Which of the lines below contain the string "class"? Copy each one.

Items listed in a dataset

********************

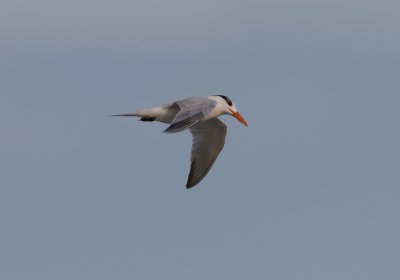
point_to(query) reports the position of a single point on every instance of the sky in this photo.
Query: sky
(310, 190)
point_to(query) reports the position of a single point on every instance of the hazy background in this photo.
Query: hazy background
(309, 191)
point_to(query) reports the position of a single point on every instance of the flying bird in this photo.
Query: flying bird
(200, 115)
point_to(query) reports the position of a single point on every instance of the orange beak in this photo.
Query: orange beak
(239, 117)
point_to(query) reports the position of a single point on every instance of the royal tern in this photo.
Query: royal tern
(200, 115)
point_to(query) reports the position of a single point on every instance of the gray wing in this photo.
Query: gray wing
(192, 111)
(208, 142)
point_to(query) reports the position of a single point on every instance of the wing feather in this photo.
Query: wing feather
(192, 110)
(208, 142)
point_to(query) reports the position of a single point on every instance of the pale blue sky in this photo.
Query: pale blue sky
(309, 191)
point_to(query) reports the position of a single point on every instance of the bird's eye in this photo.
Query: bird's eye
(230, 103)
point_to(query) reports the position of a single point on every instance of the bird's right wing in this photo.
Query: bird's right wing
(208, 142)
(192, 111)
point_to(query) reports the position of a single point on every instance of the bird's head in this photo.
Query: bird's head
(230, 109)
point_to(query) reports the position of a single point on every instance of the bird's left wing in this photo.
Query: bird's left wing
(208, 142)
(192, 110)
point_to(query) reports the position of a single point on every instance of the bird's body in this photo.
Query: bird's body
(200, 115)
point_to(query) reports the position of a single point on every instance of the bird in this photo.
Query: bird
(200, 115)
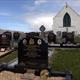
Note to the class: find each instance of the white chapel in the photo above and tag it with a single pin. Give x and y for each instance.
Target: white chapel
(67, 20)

********************

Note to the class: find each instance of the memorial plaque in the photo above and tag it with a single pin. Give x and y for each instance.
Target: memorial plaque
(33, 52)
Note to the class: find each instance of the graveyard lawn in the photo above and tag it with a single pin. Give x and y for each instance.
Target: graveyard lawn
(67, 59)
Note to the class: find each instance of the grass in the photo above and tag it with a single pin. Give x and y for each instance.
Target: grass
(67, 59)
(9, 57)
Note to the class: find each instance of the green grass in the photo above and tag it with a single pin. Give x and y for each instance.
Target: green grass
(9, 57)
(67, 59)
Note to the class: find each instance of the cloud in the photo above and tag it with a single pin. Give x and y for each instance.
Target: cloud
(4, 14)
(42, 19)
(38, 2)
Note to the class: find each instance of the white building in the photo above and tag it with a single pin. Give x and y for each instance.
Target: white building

********************

■ YOUR SOLUTION:
Note to the class: find each instance of the white chapel in the photo above and tag it with a single pin. Give x and y for each instance.
Note to the class: find each instance of the memorial plaque in the photo above and tag it with a single pin. Give x and y for each instance.
Note to the class: find each instance of the graveyard lawn in the photo above and tag it with a single pin. Give x and y for each instance.
Note to the class: find each instance of the grass in the photo above and tag it with a single pin. Give x and y for each instance.
Note to the class: find each instance of the green grass in the photo above and tag it with a single pin. Give x and y for each instance.
Note to the class: find each instance of the cloud in the photo above and tag it with a single pin. Give x and y for each instance.
Note to the class: find each instance of the white building in the photo above and tag it with a single pin. Give x and y for each instance.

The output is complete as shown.